INFORMATION PROVIDED
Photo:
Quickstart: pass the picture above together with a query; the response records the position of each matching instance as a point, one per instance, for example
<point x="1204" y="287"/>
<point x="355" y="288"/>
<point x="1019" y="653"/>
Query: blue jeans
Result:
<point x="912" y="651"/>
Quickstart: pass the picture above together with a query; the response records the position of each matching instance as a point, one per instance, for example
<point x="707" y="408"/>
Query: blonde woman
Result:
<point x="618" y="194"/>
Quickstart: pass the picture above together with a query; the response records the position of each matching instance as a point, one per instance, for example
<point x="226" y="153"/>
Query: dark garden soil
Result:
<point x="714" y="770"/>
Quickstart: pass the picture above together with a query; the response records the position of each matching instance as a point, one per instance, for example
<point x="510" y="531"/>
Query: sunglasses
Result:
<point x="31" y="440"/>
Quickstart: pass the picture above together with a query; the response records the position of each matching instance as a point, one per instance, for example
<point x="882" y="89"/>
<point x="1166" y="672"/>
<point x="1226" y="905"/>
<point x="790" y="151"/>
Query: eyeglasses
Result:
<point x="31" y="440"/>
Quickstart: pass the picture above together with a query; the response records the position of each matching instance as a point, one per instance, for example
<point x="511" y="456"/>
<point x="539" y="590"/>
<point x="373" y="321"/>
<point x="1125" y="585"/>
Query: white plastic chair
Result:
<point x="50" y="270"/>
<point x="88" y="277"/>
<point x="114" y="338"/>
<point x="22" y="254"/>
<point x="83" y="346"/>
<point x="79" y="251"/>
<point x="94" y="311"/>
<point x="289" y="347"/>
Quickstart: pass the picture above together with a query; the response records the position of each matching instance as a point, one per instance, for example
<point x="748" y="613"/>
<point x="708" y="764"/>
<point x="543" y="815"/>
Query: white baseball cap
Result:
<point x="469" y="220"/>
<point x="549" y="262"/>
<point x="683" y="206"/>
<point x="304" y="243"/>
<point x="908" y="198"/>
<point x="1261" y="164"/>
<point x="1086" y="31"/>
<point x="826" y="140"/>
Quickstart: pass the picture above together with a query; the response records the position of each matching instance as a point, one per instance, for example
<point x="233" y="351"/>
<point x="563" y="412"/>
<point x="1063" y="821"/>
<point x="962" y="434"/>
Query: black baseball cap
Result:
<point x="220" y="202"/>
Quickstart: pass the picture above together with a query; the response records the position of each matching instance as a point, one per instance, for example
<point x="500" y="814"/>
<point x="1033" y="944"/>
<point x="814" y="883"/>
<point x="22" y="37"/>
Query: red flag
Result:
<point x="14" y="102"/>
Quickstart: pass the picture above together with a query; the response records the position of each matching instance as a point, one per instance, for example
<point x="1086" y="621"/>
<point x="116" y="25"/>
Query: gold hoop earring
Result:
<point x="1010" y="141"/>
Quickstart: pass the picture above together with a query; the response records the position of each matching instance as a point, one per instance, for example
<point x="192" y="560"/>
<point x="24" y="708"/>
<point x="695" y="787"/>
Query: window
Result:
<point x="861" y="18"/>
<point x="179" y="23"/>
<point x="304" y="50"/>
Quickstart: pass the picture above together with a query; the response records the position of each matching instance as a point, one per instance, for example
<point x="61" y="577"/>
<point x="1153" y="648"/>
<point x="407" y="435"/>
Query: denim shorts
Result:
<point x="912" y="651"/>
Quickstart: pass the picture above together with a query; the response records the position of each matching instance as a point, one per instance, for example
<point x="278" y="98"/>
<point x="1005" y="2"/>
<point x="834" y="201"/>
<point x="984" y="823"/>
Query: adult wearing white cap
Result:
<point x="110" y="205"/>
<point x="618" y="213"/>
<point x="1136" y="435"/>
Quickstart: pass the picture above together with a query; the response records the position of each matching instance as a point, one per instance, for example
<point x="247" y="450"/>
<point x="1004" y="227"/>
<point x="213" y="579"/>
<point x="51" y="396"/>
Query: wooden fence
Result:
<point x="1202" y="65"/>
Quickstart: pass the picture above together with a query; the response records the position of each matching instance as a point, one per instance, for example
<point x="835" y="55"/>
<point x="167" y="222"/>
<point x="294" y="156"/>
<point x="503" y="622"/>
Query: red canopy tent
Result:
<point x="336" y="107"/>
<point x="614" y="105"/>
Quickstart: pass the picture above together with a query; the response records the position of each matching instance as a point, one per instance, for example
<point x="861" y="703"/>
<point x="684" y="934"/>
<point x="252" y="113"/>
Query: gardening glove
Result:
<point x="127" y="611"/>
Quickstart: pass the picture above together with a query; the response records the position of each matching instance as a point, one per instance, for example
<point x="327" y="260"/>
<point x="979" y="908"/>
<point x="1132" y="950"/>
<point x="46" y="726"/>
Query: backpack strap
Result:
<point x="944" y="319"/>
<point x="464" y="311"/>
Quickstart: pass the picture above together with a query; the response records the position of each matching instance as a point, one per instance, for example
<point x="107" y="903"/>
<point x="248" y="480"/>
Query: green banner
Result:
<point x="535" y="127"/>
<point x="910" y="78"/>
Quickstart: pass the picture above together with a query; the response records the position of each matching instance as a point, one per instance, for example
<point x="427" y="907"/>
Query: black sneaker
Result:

PROBLEM TO SOLVE
Word for word, quote all of the data above.

THE COMPLETED TASK
Photo:
Quickstart: pass the picture above together with a query; the response records the position of each matching instance as a point, one per instance, for example
<point x="1204" y="287"/>
<point x="355" y="288"/>
<point x="1019" y="653"/>
Query: blue jeans
Result:
<point x="912" y="651"/>
Quickstart: pass the picture above together with a query; the response records the position of each matching instance as a point, one per instance, for example
<point x="707" y="408"/>
Query: blonde woman
Result:
<point x="618" y="194"/>
Quickstart: pass the picture above together with a query; the response records the position of each matching instance as a point, one per instance, for example
<point x="226" y="153"/>
Query: dark garden soil
Result:
<point x="714" y="770"/>
Quickstart: pass the picture above together with a query; the response records the position of each matching instance as a point, one per instance, for example
<point x="510" y="531"/>
Query: sunglasses
Result:
<point x="31" y="440"/>
Quickstart: pass the picture above together with a query; the response records the position of each matching instance as a point, one per instance, for example
<point x="882" y="89"/>
<point x="1166" y="672"/>
<point x="1226" y="905"/>
<point x="790" y="151"/>
Query: eyeglasses
Result:
<point x="31" y="440"/>
Quickstart: pass the picture above together with a query; the response records the position of each matching instance as a point, one per instance, for example
<point x="511" y="456"/>
<point x="539" y="590"/>
<point x="373" y="321"/>
<point x="1125" y="585"/>
Query: white plastic chair
Result:
<point x="50" y="270"/>
<point x="88" y="277"/>
<point x="114" y="338"/>
<point x="22" y="254"/>
<point x="83" y="346"/>
<point x="79" y="251"/>
<point x="94" y="311"/>
<point x="289" y="347"/>
Quickstart: pass the picture above together with a query; the response records the position of each matching instance as a point, one per instance, for example
<point x="748" y="613"/>
<point x="708" y="764"/>
<point x="543" y="815"/>
Query: white baseball cap
Result:
<point x="469" y="220"/>
<point x="549" y="262"/>
<point x="683" y="206"/>
<point x="304" y="243"/>
<point x="908" y="198"/>
<point x="1261" y="164"/>
<point x="1086" y="31"/>
<point x="826" y="140"/>
Quickstart: pass the picture above together with a query; the response records the position of each matching instance as a point, one per instance, for example
<point x="233" y="351"/>
<point x="563" y="412"/>
<point x="1063" y="821"/>
<point x="962" y="434"/>
Query: black baseball cap
Result:
<point x="220" y="202"/>
Quickstart: pass the picture above together with a query; the response records the position of each matching instance as a point, one per instance, for example
<point x="500" y="814"/>
<point x="1033" y="944"/>
<point x="814" y="883"/>
<point x="22" y="37"/>
Query: red flag
Result:
<point x="14" y="102"/>
Quickstart: pass the picture above together with a query; the response records the position of each matching instance as a point, one per instance, for example
<point x="1086" y="621"/>
<point x="116" y="25"/>
Query: gold hoop earring
Result:
<point x="1010" y="141"/>
Quickstart: pass the picture above together with a query; the response records the position of each matching instance as a point, one per instance, for example
<point x="192" y="560"/>
<point x="24" y="708"/>
<point x="695" y="787"/>
Query: window
Result:
<point x="861" y="18"/>
<point x="179" y="23"/>
<point x="304" y="50"/>
Quickstart: pass the picture above together with a query; the response records the position of each matching instance as a point, one per instance, for example
<point x="61" y="577"/>
<point x="1153" y="648"/>
<point x="407" y="435"/>
Query: denim shorts
Result:
<point x="912" y="651"/>
Quickstart: pass the picture above together with a query; the response records the position of each matching instance as a point, one per instance, for example
<point x="278" y="98"/>
<point x="1005" y="2"/>
<point x="834" y="201"/>
<point x="984" y="823"/>
Query: adult wearing white cap
Result:
<point x="110" y="205"/>
<point x="618" y="213"/>
<point x="1136" y="435"/>
Quickstart: pass the picture above together with a query; the response records the position of each matching instance as a point, one per instance, for example
<point x="247" y="450"/>
<point x="1004" y="227"/>
<point x="213" y="579"/>
<point x="51" y="396"/>
Query: wooden fence
Result:
<point x="1202" y="65"/>
Quickstart: pass the picture above together with a query; the response records the position of each matching instance as a point, one per instance, for example
<point x="835" y="55"/>
<point x="167" y="222"/>
<point x="294" y="156"/>
<point x="503" y="622"/>
Query: red canopy tent
Result:
<point x="336" y="107"/>
<point x="614" y="105"/>
Quickstart: pass the picture above together with a query; the response records the position of each matching instance as a point, one per instance, for example
<point x="861" y="703"/>
<point x="684" y="934"/>
<point x="252" y="113"/>
Query: gardening glove
Result:
<point x="127" y="611"/>
Quickstart: pass the picture above together with a query; the response records the position of each matching instance as a point, one per instance, for example
<point x="327" y="260"/>
<point x="979" y="908"/>
<point x="1132" y="950"/>
<point x="46" y="726"/>
Query: backpack strap
Result:
<point x="944" y="319"/>
<point x="464" y="311"/>
Quickstart: pass the picture above together with a query; the response records the position of each matching instance as a point, one per instance, for example
<point x="107" y="903"/>
<point x="248" y="480"/>
Query: green banner
Result:
<point x="535" y="127"/>
<point x="910" y="78"/>
Quickstart: pass the picture above together with a query; the response records the position of each matching instance as a point, one per instance, for example
<point x="427" y="907"/>
Query: black sneaker
Result:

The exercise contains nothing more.